Start of Material for the task
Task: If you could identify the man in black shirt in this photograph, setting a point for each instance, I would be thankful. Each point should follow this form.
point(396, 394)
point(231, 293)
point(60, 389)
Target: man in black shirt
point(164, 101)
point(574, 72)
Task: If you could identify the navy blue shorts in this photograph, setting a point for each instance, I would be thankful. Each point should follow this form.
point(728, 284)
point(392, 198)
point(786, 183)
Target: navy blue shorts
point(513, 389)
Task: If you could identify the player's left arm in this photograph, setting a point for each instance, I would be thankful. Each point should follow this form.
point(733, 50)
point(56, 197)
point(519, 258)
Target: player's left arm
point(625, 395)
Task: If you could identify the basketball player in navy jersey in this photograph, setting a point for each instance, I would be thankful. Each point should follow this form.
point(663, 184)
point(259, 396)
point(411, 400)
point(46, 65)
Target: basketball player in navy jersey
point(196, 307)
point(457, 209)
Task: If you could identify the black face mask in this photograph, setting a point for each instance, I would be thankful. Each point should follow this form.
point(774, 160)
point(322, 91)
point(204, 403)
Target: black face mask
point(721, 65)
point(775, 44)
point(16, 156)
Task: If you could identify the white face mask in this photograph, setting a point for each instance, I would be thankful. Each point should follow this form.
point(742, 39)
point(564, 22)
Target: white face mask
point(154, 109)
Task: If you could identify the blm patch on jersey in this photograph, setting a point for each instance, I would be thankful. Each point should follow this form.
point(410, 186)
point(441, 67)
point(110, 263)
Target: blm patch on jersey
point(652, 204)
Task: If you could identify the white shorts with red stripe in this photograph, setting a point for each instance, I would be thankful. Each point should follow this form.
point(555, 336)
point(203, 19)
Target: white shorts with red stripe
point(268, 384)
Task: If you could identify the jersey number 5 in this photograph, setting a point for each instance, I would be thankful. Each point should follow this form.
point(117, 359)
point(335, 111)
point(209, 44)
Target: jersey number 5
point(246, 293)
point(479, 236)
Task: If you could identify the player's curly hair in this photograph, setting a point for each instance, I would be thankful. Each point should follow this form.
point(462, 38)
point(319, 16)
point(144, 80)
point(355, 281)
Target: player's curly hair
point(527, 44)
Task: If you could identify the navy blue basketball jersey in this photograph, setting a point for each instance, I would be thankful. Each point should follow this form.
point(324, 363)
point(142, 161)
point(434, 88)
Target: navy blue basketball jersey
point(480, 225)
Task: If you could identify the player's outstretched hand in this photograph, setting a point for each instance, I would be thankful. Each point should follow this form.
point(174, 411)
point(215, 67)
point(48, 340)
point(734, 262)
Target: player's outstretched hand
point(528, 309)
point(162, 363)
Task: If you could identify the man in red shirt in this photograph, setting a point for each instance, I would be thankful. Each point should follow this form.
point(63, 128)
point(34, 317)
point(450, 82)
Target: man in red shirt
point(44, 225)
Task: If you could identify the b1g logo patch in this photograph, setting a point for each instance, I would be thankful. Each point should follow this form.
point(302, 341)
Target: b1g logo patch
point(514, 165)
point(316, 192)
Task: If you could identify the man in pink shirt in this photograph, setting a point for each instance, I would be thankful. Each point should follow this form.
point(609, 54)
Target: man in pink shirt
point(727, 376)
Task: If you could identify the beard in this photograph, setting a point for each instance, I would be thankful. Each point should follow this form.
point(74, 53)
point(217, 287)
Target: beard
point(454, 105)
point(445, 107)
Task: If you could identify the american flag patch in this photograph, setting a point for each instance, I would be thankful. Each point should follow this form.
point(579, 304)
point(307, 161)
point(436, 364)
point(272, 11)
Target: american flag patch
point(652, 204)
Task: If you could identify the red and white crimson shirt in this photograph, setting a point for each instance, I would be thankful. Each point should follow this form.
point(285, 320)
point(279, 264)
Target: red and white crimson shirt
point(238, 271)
End of Material for the task
Stated goal: Rescale the data from the line containing "Task: If you could identify the red" down through the end, rewriting every line. Multiply the coordinates of the points listed after each "Target:" line by 1.4 and round them to whole numbers, with halves rounded up, and leave the points that follow each "Task:" line unchanged.

Exercise response:
Task: If you could identify the red and white crimson shirt in this photograph, setting a point for each instance, I would be thankful. Each point should follow this form.
point(285, 320)
point(279, 264)
Target: red and white crimson shirt
point(333, 379)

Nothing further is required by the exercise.